Condense the paragraph beginning "The daughter of the late President" in the evening update on Caroline Kennedy into a shorter version that keeps its main facts.

# Extracted text
++++++
EVENING UPDATE: JUNE 7, 2008
Posted at 7:12 p.m. ET
CAMELOT? WHAT'S THAT?
Attention now turns to vice presidential choices. But one curious choice has already been made. Barack Obama has selected Caroline Kennedy, daughter of President Kennedy, to be part of his search team seeking a vice-presidential candidate. London's Sunday Times remarks on the selection:
FOR a candidate promising a break with the past, Barack Obama made a curious choice for a key position in his presidential campaign team last week. His decision to appoint Caroline Kennedy to a sensitive political role leading his search for a vice-presidential running mate has aroused both intrigue and derision in US political circles.
The daughter of the late President John F Kennedy has no serious political experience, has been involved in only one previous presidential campaign - when her uncle, Ted Kennedy, ran for the White House in 1980 - and has long been considered the most private member of America’s most celebrated political dynasty.
I guess Obama wanted someone with less experience than he has. (Okay, that was a low blow...but true.) More:
Obama’s right-wing critics have mocked what they portray as his demeaning attempts to associate himself with JFK and the Camelot legend. One right-wing columnist dismissed Caroline’s appointment to his team as “window dressing," calling her a “Camelot heiress / political dilettante”.
++++++
# Extracted information
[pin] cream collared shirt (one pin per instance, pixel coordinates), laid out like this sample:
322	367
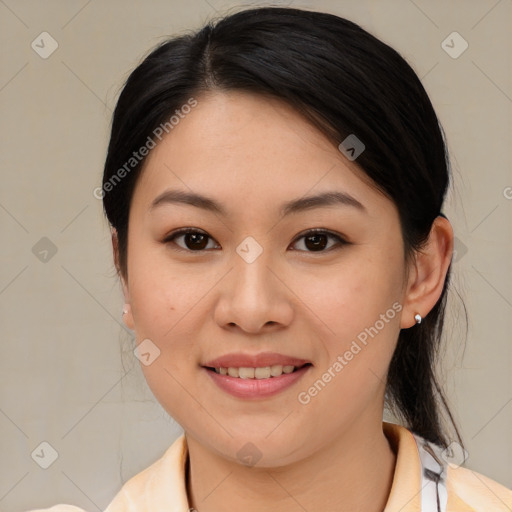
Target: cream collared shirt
422	482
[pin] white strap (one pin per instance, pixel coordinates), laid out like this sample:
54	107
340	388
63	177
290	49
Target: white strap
434	495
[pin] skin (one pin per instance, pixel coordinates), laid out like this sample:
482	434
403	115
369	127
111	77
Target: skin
252	154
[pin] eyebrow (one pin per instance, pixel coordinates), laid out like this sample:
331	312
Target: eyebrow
333	198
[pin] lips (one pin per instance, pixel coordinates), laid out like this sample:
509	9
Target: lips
240	360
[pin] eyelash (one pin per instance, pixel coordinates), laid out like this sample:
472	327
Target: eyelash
184	231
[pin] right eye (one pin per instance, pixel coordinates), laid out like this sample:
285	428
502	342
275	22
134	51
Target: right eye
193	240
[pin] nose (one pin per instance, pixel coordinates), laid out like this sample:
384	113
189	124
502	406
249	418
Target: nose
253	297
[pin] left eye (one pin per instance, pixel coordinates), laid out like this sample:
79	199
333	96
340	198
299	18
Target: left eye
316	240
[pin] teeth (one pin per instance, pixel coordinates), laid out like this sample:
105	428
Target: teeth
256	373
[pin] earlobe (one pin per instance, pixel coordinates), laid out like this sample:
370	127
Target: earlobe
428	273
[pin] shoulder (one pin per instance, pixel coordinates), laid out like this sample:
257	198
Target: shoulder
469	488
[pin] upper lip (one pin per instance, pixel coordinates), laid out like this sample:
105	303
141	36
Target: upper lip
240	360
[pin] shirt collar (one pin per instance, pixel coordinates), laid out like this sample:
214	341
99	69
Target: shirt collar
163	485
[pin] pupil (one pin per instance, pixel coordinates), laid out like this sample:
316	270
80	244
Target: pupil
196	239
319	242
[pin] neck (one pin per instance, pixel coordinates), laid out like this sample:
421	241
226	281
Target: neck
353	473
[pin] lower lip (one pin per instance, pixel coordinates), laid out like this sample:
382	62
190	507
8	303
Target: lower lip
256	388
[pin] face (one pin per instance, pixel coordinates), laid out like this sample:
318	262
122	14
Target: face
253	278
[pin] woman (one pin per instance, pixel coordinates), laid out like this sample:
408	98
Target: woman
275	184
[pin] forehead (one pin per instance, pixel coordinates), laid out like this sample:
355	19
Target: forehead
237	146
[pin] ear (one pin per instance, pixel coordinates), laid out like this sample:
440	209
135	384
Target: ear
128	316
427	272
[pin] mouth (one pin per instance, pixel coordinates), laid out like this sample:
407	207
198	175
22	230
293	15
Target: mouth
264	372
256	383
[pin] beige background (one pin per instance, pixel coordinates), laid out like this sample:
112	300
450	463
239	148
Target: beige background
62	380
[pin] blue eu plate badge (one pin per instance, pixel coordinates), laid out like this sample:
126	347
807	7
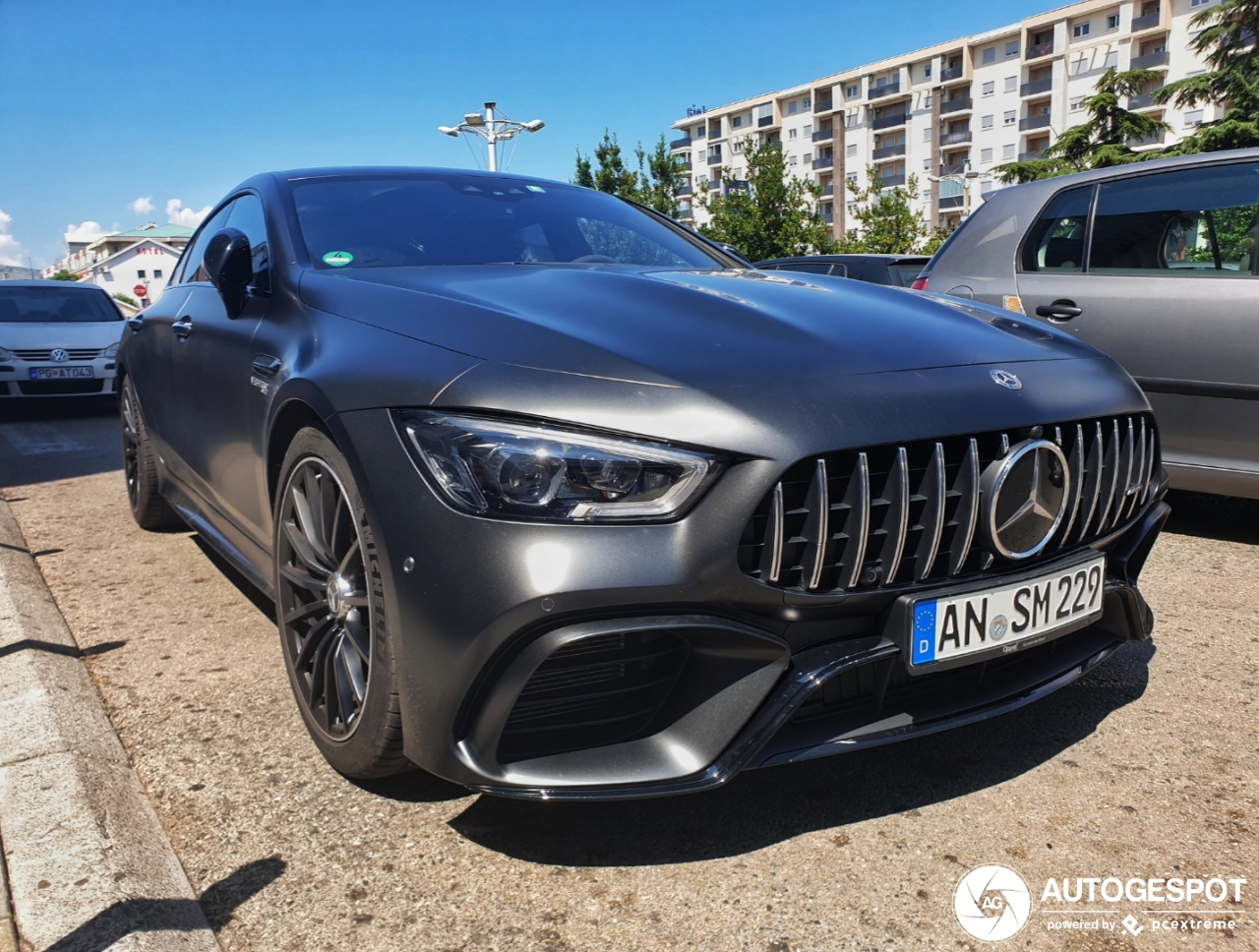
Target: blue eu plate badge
925	632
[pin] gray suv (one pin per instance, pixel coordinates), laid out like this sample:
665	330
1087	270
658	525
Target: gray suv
1155	264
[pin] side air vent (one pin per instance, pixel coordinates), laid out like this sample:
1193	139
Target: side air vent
898	515
593	691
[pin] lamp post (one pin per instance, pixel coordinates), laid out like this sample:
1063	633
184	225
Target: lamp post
493	129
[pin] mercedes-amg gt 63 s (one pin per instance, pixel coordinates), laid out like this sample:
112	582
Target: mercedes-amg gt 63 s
557	499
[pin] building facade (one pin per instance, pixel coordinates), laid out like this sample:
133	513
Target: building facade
122	262
952	112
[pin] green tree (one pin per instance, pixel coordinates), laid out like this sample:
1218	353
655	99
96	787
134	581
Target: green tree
1228	44
771	214
889	225
1102	140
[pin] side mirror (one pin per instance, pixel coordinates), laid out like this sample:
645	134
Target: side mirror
229	265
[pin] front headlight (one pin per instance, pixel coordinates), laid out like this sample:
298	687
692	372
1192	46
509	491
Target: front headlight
543	474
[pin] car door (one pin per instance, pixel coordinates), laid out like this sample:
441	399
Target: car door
1169	287
210	391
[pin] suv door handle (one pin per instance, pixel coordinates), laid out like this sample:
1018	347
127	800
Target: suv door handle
1059	310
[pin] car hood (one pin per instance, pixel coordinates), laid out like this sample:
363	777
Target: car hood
702	328
59	333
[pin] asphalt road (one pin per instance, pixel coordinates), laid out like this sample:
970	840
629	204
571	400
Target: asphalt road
1147	767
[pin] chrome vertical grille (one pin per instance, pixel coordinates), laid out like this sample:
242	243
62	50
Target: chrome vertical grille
905	514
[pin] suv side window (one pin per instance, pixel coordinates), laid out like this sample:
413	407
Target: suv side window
1055	242
190	264
1190	223
247	218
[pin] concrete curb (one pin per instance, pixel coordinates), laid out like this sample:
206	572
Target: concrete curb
90	865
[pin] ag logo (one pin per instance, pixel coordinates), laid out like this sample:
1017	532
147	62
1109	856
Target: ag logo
992	903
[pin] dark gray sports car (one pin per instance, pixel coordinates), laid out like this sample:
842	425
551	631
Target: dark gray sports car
556	499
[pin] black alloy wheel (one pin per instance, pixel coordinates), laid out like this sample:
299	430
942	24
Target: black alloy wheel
148	507
330	614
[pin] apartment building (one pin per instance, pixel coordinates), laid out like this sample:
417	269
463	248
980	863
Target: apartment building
952	112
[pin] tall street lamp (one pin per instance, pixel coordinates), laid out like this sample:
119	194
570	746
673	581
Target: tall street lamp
493	129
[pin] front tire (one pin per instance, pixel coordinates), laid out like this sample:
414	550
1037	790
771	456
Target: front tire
140	467
330	612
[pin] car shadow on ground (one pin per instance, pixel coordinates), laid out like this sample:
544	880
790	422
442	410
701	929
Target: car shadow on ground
762	807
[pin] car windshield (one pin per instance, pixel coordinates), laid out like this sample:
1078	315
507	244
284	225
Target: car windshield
55	305
433	218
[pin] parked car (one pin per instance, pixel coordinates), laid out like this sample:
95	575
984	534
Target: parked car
557	500
895	269
57	339
1155	264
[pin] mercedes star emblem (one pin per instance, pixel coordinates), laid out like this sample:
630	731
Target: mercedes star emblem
1025	497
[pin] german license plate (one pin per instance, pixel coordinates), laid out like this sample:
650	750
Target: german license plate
62	373
1011	618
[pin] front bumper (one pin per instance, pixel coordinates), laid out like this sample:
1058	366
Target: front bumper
764	679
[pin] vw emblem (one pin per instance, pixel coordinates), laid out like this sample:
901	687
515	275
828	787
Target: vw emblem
1025	497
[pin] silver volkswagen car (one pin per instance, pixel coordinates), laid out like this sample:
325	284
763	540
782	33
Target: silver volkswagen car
1155	264
57	339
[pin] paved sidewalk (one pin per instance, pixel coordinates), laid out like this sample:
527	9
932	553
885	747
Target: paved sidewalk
89	863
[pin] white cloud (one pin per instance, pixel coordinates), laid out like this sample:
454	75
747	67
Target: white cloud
84	232
10	248
187	216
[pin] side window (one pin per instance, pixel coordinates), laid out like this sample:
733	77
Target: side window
247	216
1191	223
1056	239
190	268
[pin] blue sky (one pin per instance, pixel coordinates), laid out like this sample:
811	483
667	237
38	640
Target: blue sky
106	103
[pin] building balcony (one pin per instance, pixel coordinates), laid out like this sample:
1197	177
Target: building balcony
960	104
1034	122
1151	61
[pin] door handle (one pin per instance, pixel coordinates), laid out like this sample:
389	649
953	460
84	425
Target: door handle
266	365
1059	311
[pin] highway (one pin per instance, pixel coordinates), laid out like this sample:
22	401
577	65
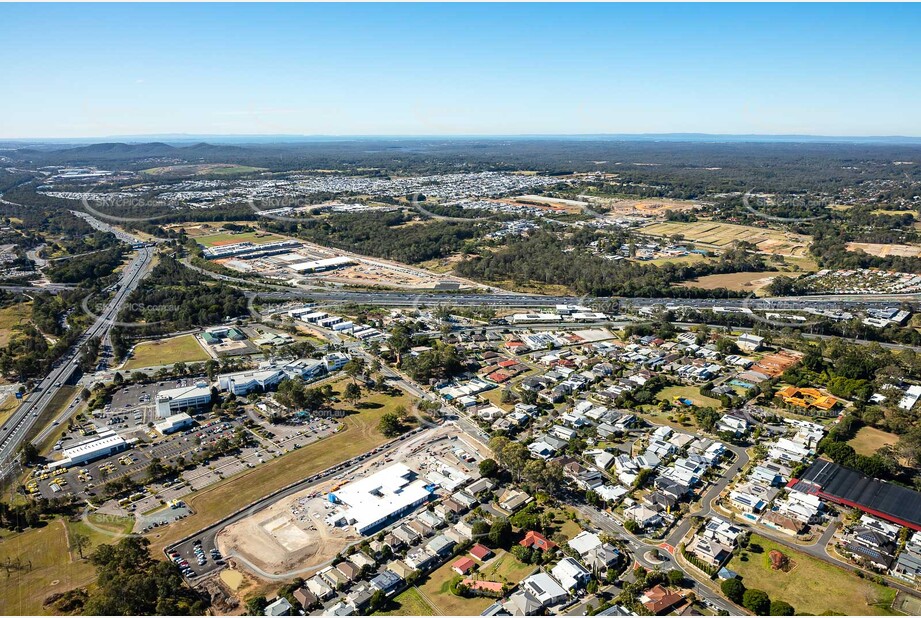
++++++
# Full output
John F Kennedy's daughter lacks serious political experience. She has worked on only one earlier presidential campaign, her uncle Ted Kennedy's 1980 run. She has long been seen as the most private member of America's best-known political dynasty.